• **WHAT YOU WILL DO**: Pick out each line in the items below that contains the word "folding" and copy those lines.

• **DATASET ROWS**:
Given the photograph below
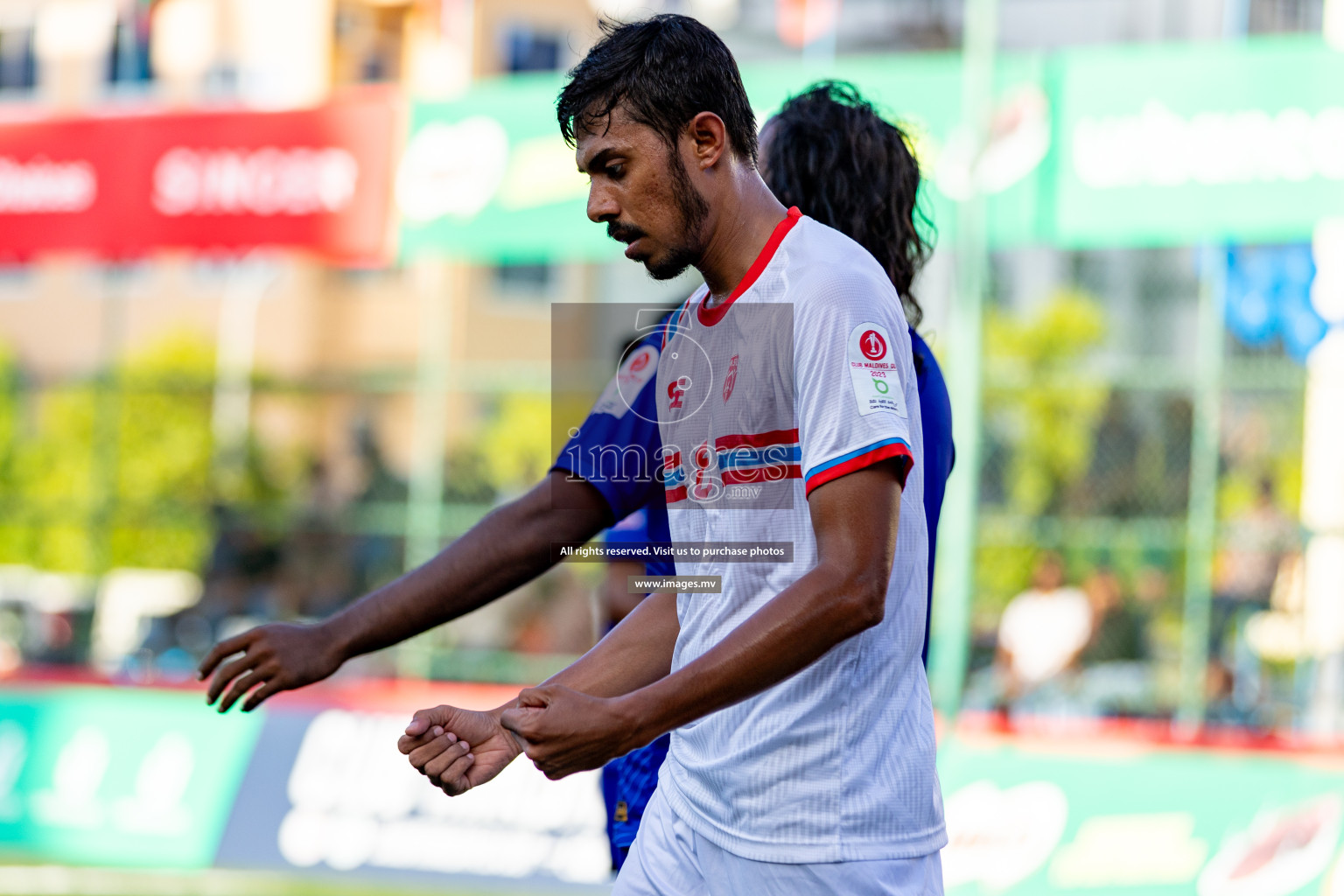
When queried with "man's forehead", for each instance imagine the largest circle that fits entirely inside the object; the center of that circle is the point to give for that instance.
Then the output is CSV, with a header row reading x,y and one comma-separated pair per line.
x,y
612,132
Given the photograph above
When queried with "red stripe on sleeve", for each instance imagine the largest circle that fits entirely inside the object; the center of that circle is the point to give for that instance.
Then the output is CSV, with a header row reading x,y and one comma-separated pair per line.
x,y
855,464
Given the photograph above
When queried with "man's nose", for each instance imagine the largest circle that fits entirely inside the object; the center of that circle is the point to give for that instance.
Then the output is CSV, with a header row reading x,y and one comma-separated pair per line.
x,y
602,206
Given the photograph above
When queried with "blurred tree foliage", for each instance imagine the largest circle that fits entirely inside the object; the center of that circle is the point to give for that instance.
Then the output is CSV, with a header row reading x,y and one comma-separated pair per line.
x,y
1045,422
110,471
516,442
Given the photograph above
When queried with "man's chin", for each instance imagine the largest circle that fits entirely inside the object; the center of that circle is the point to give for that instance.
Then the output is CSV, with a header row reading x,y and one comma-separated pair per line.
x,y
667,268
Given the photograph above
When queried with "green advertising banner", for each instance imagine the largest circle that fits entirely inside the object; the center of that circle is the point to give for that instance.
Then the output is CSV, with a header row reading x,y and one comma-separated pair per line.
x,y
1199,143
1120,818
117,777
488,178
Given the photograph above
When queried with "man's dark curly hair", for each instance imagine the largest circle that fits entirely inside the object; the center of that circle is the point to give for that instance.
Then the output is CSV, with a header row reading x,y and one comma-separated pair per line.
x,y
839,161
664,72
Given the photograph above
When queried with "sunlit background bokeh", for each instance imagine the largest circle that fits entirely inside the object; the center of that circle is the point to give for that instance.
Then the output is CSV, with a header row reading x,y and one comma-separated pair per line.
x,y
276,288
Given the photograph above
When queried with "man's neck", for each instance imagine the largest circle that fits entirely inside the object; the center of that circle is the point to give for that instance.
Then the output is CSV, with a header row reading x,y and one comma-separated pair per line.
x,y
744,223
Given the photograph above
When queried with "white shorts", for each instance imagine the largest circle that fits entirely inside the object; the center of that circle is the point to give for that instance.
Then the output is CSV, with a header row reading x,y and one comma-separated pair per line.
x,y
669,858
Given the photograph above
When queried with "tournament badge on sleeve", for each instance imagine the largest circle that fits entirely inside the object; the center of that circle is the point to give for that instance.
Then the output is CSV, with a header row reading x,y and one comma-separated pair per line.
x,y
872,367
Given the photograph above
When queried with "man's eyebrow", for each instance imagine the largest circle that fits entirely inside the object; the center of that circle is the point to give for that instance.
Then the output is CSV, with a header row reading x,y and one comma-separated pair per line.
x,y
597,160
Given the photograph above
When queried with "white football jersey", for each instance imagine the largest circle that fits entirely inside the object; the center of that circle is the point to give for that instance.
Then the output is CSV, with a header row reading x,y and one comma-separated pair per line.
x,y
802,375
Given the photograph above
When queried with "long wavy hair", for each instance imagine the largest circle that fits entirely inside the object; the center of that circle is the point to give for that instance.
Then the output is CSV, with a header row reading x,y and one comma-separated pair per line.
x,y
839,161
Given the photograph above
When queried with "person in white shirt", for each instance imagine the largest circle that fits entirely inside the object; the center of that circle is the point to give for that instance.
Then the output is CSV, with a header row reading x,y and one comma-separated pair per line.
x,y
1043,629
802,746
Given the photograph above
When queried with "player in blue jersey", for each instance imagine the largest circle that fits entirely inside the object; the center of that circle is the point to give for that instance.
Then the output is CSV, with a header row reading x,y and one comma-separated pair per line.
x,y
830,153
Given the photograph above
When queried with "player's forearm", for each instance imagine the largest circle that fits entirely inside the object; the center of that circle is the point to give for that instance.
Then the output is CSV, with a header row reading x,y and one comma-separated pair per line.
x,y
634,654
788,634
509,547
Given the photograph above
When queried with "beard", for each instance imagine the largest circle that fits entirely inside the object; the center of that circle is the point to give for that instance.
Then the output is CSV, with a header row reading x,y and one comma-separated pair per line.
x,y
692,210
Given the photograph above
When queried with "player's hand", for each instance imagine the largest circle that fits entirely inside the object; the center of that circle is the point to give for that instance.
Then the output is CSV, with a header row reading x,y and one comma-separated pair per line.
x,y
277,657
458,748
567,731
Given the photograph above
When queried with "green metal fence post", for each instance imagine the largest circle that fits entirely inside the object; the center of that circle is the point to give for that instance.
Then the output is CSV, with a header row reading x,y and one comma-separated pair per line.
x,y
1201,519
425,499
956,562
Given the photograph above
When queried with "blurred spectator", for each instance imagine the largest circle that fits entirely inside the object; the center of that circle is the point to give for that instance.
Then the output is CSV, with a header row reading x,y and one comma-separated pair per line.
x,y
316,570
1118,629
1256,543
376,557
1043,629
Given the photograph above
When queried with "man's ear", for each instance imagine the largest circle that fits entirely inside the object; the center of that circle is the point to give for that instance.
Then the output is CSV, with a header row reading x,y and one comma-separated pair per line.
x,y
710,138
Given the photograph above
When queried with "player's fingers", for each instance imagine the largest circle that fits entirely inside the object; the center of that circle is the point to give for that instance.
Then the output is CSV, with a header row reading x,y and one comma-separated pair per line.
x,y
443,765
240,688
456,786
423,754
456,770
426,719
220,652
521,722
534,697
226,675
261,693
409,745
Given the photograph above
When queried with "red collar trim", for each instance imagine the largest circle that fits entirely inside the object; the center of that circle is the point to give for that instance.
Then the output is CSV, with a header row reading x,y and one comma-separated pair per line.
x,y
711,316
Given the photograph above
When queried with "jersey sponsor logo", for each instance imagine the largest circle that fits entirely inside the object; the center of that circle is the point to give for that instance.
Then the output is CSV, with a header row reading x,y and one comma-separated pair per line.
x,y
874,346
732,379
872,371
676,391
620,394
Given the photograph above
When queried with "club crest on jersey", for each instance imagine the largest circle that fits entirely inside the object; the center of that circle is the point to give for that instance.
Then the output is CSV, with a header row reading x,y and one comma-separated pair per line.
x,y
639,368
676,389
732,379
872,346
874,373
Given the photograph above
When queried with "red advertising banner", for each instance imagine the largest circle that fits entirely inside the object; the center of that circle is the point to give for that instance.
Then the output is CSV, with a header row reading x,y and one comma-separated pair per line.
x,y
217,182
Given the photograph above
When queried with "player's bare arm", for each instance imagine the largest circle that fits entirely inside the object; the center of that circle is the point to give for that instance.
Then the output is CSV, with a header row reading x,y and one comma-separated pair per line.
x,y
506,550
634,653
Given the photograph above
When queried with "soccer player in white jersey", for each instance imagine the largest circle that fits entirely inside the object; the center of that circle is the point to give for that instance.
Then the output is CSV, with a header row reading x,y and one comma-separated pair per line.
x,y
802,746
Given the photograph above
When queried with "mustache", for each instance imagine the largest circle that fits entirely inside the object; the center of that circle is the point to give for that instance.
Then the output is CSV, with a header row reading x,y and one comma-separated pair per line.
x,y
624,233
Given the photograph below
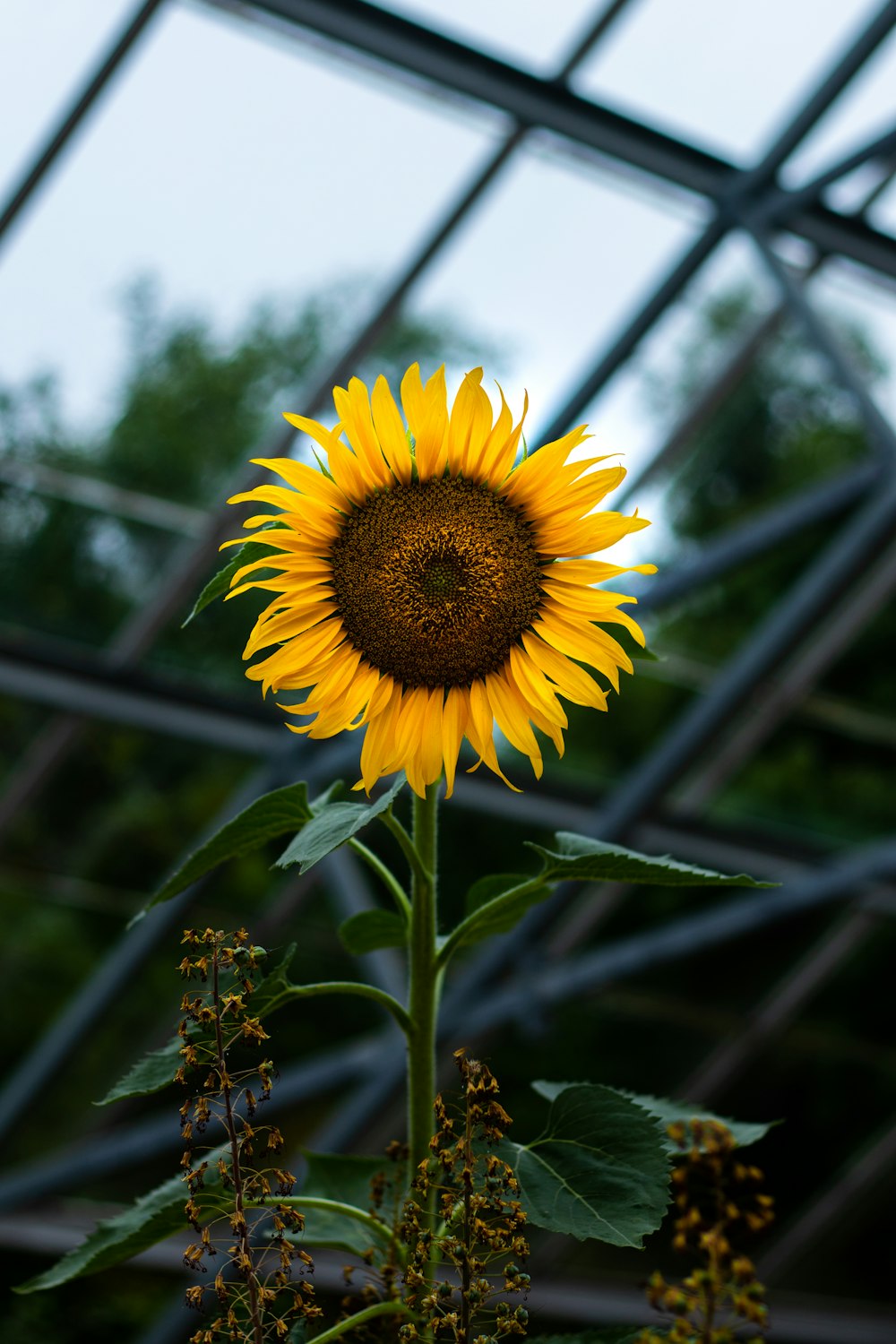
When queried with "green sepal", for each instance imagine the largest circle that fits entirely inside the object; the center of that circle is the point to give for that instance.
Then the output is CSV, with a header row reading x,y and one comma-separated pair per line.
x,y
373,929
583,859
333,824
156,1070
667,1112
599,1171
273,814
220,585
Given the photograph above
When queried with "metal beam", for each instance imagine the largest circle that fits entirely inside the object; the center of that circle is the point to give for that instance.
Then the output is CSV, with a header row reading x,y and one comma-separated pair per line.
x,y
425,56
69,124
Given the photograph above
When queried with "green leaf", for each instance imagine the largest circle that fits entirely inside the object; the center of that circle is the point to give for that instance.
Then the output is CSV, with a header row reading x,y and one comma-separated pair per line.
x,y
156,1070
582,859
268,817
151,1219
599,1171
667,1112
492,908
349,1182
333,824
220,583
373,929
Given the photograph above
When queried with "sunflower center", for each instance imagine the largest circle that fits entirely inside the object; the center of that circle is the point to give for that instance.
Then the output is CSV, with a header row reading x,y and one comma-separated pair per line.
x,y
435,582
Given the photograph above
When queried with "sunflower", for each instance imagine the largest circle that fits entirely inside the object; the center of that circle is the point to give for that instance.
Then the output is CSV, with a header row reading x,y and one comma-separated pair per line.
x,y
429,586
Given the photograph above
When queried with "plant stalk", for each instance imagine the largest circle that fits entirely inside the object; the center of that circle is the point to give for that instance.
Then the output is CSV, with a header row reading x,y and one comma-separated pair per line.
x,y
424,978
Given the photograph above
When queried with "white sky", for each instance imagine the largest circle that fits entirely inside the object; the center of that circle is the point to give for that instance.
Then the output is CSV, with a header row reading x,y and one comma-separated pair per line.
x,y
234,163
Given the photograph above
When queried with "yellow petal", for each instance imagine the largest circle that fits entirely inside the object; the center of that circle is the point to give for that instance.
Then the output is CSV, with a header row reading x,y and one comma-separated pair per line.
x,y
426,411
390,430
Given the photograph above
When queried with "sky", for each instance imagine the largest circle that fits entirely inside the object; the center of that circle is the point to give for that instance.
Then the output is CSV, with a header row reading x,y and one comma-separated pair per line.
x,y
234,163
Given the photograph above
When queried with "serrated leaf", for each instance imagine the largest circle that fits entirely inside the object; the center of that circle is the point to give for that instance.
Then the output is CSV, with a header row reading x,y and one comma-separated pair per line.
x,y
582,859
273,814
349,1180
668,1112
492,906
151,1219
332,827
599,1171
156,1070
220,585
373,929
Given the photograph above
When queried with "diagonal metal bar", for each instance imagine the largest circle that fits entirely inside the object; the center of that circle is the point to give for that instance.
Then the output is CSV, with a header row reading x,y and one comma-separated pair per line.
x,y
775,699
731,198
780,1008
880,432
69,124
758,535
728,919
856,1179
374,1058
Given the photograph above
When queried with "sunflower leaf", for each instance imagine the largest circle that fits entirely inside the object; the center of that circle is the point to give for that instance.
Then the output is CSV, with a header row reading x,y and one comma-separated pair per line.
x,y
346,1180
497,903
220,585
268,817
373,929
599,1171
156,1070
582,859
333,824
667,1112
148,1220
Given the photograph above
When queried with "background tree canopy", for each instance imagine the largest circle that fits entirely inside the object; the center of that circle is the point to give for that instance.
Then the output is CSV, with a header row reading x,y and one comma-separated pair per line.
x,y
123,806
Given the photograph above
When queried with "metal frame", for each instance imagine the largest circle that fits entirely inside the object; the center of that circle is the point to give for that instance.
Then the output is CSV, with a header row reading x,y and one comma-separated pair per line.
x,y
782,660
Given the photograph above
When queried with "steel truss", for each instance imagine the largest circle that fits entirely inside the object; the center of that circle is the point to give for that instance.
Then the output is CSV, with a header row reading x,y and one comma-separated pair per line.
x,y
715,734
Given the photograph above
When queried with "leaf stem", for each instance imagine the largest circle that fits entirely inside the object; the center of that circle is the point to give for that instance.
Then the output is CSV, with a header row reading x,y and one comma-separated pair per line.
x,y
386,874
460,933
351,1322
405,840
349,986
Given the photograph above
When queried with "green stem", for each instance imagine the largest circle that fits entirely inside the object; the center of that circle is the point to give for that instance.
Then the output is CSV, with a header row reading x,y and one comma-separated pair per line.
x,y
332,1206
387,876
351,1322
424,978
495,906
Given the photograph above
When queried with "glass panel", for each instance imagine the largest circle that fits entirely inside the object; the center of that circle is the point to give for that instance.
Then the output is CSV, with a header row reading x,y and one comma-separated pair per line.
x,y
47,53
724,75
861,113
552,268
231,166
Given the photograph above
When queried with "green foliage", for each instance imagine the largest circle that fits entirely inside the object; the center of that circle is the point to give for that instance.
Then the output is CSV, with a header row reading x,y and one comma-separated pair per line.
x,y
156,1070
344,1182
333,824
583,859
220,585
667,1112
373,929
599,1171
148,1220
495,914
268,817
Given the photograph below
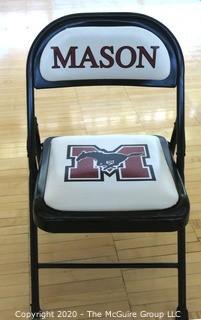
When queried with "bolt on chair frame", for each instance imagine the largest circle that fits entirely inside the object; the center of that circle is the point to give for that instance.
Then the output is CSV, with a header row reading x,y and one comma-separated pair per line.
x,y
35,147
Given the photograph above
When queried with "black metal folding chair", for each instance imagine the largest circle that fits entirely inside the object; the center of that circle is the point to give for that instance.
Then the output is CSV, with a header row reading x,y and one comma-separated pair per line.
x,y
114,183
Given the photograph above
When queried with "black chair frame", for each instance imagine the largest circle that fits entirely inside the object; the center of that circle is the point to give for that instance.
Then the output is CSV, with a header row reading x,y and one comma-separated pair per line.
x,y
34,145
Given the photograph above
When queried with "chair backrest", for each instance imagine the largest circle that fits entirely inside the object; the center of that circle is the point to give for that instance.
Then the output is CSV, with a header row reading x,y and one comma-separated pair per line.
x,y
106,49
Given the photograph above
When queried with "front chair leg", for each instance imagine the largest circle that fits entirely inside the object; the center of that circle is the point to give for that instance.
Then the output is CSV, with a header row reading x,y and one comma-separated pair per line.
x,y
182,312
35,304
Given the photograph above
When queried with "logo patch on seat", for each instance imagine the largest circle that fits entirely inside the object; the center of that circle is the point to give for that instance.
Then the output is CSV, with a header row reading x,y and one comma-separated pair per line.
x,y
90,163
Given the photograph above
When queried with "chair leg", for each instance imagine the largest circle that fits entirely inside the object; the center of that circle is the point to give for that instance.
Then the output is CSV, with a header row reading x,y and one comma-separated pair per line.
x,y
182,312
35,304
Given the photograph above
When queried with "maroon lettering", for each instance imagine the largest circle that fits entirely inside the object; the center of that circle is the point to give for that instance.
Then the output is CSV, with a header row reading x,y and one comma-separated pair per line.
x,y
85,169
105,55
119,57
88,57
90,163
108,53
145,53
63,61
134,169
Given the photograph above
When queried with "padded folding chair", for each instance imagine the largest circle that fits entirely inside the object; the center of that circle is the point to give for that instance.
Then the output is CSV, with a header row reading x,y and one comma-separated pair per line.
x,y
140,177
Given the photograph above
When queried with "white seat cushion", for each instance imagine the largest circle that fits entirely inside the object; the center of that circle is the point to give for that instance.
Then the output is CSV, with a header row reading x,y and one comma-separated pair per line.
x,y
109,173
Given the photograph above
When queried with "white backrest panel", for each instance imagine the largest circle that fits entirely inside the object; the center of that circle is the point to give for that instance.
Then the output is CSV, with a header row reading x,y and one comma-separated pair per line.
x,y
126,52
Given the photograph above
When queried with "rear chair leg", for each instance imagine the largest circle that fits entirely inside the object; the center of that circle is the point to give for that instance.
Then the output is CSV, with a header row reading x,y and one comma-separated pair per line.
x,y
182,312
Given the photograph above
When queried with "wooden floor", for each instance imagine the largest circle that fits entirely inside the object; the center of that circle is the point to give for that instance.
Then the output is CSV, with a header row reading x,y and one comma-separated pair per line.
x,y
83,111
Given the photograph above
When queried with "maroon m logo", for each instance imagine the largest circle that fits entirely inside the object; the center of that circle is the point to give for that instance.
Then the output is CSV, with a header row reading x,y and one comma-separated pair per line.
x,y
90,163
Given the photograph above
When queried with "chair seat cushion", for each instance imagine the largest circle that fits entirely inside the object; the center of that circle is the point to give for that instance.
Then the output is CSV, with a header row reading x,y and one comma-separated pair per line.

• **ANSWER IN FULL**:
When queried with "black metal folding chair", for each instance imagine the largest circle that fits entirely inside the object; the center of that circle is the point to give for that instance.
When queried with "padded folding chair", for each instance imagine the largest circle that fits entirely inside the object; the center of that circle is the point to give for that instance.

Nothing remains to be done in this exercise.